> _Task requirements_
The lines from the start of the listing through the line containing "[[421, 635], [476, 158], [769, 230], [730, 91]]" should be printed exactly, and no other lines should be printed.

> _Supplied information_
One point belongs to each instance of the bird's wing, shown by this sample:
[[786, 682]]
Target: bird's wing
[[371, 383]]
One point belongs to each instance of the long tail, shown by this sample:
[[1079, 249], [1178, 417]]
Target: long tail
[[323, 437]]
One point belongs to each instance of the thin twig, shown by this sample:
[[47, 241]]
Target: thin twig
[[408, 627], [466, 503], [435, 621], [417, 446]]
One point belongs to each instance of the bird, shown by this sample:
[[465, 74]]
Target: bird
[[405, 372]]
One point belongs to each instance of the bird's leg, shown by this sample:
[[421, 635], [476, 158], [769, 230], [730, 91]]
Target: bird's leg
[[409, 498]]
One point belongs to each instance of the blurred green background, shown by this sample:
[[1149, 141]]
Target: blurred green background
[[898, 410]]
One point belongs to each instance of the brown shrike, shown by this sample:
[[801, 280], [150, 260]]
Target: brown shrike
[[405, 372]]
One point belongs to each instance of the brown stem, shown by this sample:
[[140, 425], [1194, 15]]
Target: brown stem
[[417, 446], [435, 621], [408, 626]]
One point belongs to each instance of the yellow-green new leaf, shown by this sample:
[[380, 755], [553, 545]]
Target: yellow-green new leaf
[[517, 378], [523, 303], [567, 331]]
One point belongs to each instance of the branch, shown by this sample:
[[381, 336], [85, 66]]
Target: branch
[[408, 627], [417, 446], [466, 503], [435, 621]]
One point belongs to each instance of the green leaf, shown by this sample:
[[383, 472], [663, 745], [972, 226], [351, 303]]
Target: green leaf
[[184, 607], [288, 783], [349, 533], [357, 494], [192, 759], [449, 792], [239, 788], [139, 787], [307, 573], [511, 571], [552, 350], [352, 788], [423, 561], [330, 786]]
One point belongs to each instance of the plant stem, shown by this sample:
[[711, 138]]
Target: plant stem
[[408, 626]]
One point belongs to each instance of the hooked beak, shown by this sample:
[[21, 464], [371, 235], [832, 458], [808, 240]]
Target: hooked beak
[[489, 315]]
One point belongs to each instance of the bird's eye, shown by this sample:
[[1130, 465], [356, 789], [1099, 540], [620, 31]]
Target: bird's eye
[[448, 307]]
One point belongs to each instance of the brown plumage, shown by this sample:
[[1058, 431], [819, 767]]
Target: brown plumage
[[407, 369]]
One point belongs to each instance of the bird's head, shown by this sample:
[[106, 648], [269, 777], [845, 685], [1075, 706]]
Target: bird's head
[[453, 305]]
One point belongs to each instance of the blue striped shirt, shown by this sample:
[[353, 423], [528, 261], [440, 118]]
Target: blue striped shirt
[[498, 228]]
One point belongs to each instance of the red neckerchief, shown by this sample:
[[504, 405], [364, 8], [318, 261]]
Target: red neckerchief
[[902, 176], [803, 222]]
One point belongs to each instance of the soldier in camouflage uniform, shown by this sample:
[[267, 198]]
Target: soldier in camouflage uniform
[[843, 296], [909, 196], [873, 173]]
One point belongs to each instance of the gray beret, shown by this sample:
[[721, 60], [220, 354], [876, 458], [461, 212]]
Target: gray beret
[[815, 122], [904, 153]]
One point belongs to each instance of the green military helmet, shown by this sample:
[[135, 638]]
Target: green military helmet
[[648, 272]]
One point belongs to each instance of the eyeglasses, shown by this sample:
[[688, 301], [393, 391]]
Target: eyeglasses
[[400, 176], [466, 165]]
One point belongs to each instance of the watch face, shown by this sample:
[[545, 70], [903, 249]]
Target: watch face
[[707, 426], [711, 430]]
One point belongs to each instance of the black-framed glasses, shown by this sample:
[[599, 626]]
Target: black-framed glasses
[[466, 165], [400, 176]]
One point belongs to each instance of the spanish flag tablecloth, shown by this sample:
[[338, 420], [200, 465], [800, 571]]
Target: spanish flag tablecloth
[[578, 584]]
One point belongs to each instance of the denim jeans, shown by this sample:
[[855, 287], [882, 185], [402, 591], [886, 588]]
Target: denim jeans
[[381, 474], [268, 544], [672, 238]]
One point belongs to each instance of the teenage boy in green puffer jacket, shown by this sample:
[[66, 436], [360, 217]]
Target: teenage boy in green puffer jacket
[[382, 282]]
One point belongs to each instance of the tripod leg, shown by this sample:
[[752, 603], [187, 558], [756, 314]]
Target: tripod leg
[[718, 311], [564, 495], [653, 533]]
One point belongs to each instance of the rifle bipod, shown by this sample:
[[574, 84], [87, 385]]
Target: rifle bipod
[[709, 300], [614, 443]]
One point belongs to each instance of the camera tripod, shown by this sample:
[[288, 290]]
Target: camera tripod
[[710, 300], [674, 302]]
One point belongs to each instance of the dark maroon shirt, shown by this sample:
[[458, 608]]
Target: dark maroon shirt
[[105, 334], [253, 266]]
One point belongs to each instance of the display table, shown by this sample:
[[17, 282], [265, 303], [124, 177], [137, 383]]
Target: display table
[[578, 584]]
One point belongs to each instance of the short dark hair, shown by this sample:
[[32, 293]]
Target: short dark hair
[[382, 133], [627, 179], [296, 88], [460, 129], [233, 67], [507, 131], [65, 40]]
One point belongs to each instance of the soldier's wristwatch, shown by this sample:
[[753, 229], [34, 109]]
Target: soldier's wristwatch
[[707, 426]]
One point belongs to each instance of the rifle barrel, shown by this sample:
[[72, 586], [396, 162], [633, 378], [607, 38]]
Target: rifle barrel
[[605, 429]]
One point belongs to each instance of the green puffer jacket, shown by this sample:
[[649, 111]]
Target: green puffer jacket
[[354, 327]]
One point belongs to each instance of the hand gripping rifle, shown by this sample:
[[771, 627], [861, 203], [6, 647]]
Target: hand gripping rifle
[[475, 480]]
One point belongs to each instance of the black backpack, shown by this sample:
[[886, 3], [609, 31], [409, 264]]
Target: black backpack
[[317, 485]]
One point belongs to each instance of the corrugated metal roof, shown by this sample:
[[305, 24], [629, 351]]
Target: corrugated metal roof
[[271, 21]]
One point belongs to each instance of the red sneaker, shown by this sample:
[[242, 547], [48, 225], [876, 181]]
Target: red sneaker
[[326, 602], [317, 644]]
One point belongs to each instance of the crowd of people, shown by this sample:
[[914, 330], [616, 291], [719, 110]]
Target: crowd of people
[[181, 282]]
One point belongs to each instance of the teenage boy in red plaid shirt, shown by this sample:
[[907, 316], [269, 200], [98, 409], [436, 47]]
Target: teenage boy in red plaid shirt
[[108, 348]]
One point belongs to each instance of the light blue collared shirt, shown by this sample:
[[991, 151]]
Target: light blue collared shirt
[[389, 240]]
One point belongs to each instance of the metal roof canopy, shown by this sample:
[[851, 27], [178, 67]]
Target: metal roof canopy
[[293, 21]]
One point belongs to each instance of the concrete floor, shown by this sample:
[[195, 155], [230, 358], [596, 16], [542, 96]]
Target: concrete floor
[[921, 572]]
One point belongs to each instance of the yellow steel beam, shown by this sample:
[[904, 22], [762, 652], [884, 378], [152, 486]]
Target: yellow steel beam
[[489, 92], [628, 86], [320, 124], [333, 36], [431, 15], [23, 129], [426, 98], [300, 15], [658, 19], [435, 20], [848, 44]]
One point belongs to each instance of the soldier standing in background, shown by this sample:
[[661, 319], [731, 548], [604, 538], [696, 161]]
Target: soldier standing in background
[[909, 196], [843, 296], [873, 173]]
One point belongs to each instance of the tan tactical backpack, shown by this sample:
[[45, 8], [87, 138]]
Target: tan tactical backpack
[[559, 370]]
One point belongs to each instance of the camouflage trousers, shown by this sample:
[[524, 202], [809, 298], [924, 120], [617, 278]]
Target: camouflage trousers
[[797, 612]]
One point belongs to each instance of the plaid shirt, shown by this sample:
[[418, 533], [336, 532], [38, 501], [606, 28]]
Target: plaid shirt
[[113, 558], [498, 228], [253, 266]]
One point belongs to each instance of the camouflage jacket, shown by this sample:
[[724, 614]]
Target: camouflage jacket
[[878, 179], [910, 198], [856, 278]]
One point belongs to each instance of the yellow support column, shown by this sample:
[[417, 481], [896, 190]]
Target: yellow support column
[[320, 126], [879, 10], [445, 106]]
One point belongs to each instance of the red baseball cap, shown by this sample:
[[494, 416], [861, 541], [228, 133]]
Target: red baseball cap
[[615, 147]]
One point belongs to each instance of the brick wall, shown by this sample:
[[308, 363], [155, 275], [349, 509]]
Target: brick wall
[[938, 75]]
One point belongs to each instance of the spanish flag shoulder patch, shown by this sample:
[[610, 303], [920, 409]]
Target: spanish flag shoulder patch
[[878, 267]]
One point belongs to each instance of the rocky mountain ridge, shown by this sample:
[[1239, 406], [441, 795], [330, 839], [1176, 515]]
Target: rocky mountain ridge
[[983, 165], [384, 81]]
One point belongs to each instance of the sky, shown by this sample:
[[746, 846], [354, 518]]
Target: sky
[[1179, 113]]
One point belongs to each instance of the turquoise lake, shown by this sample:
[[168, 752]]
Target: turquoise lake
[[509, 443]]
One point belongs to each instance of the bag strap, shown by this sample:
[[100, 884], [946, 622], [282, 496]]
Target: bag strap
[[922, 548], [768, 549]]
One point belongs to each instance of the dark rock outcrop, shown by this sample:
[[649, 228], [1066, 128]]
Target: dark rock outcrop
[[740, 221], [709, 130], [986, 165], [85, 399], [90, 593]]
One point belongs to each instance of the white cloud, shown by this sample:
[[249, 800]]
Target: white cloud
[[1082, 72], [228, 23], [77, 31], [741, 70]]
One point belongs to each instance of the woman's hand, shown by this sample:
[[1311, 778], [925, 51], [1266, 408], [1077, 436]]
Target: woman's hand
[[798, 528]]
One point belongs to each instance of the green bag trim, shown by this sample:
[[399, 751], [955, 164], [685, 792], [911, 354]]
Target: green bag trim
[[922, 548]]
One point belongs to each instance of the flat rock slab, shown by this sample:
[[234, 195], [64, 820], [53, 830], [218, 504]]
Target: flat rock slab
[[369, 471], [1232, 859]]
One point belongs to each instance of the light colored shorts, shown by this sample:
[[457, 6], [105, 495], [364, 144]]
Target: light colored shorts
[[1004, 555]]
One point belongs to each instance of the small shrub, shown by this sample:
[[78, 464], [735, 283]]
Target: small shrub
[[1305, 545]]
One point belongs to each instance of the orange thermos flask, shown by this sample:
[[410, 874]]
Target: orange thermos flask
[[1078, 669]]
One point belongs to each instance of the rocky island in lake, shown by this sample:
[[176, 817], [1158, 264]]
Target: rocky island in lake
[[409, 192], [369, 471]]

> _Result_
One point belongs to each instance of the bird's wing, shown by this sample:
[[786, 682]]
Target: bird's wing
[[371, 383]]
One point belongs to each instance of the long tail, shown by this sample:
[[1079, 249], [1178, 417]]
Target: long tail
[[323, 437]]
One point belongs to each instance of the thin twig, shown by this sample:
[[47, 241]]
Target: thin twig
[[408, 627], [466, 503], [435, 621], [417, 446]]
One point belongs to each instance of the bird, shown by this sample:
[[465, 74]]
Target: bird
[[405, 372]]
One point belongs to each instance of the bird's leg, shown by this sample:
[[421, 635], [476, 158], [769, 230], [730, 91]]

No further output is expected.